BEGIN

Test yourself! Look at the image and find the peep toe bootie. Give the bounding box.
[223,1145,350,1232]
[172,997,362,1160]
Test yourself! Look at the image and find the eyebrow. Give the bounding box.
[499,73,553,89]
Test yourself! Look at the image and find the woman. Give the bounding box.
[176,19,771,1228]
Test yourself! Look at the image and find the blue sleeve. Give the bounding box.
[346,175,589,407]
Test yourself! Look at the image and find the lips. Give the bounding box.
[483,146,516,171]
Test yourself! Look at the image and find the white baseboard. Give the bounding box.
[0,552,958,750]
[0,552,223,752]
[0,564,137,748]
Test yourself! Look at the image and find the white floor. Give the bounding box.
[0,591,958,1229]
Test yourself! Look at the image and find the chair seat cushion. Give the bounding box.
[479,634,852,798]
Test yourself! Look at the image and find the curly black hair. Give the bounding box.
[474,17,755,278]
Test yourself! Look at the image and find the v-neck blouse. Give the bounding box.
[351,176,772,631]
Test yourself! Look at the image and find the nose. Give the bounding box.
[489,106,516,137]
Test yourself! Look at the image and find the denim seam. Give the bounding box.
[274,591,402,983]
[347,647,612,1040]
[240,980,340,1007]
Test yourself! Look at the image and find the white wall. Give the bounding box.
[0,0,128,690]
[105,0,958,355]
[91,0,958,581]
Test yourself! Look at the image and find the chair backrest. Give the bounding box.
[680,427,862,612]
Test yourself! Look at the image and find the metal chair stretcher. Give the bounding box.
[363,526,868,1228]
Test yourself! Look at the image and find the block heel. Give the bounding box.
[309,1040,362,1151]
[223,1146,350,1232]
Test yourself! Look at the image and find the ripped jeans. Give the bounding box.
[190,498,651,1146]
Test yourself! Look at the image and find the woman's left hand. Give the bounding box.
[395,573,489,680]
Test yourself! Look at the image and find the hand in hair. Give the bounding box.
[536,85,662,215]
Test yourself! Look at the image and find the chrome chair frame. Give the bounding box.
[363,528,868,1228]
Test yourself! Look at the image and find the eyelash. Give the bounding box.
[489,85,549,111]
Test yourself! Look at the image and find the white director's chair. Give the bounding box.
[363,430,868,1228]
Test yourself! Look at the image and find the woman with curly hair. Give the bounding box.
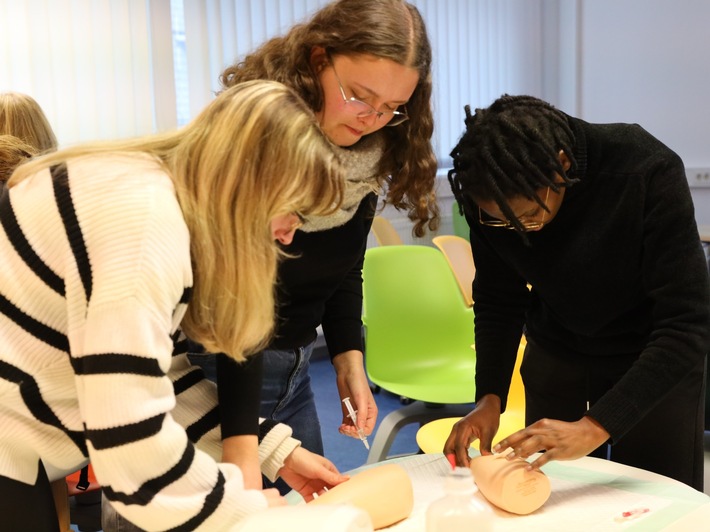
[217,0,439,492]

END

Can you change each "bounding box" in all the rows above to "box coordinates", leave everything else the same, and write the rows out again without the pictures?

#### ANSWER TO THE PROBLEM
Test yourself! Look at the image and find the peep toe bootie. Give the box coordinates.
[223,1145,350,1232]
[172,997,362,1160]
Test yourself! Look at the image and find the eyebrow. Give the box coordinates.
[499,73,553,89]
Test yourself! Look at the image and find the woman. Give the box coordinates.
[176,19,771,1228]
Test yourself! Look at the image and find the blue sleeve. Give the box coordinates.
[346,175,589,407]
Test yourself! Look at the image and find the lips. Give the box coordinates.
[483,146,516,171]
Test yourself! Look at the image and find the white baseboard. Give the box coordinates.
[0,552,958,750]
[0,552,223,752]
[0,564,137,748]
Test yourself! Look at the image and find the white floor. Give the box coordinates.
[0,591,958,1229]
Test yourself! Look at the image and find the chair seat cushion. Give the box coordinates.
[479,634,852,798]
Test yourself! Look at the image and find the curly black hair. Give the box coordinates.
[474,17,755,278]
Test yourself! Look at the image and find the v-neck blouse. Give the box coordinates.
[351,176,772,631]
Test yourself! Look at the image and find the nose. Give the box coordinates.
[489,106,516,137]
Test yourself! Look at the image and find the denim seam. Give the box coordinates.
[274,591,402,983]
[347,647,612,1040]
[240,980,340,1007]
Test yourself! Look at the image and find the white wall. Give the box coordinates.
[0,0,128,690]
[105,0,958,355]
[91,0,958,581]
Test yourself! Look at the image and find the chair backrest. Give the box coordinates.
[680,427,862,612]
Test yourself! Look at the image and find the metal chair stretcher. Give the box coordinates.
[363,526,868,1228]
Test yourself! Look at the image and find the block heel. Give the box coordinates.
[309,1040,362,1151]
[223,1146,350,1232]
Test yourself! Look at the image and find the ripped jeans. Give the box coordinates.
[190,498,651,1146]
Test yourself! Look at the image and find the woman's left hand. Give the box coordinates.
[395,573,489,680]
Test yourself! Look at the image and find the hand in hair. Give the box coordinates.
[536,85,662,215]
Test yourself! Look at the image and find the chrome chair frame. Give the box coordinates.
[363,528,868,1228]
Test yourself! Look at the image and find the eyelash. Give the box coordinates.
[489,85,549,111]
Test yourself! Look at the image and find the white director's chair. Give the box coordinates.
[363,430,868,1228]
Test yourself! Look at the image and find the woman with curly hair. Give the box coordinates.
[217,0,439,492]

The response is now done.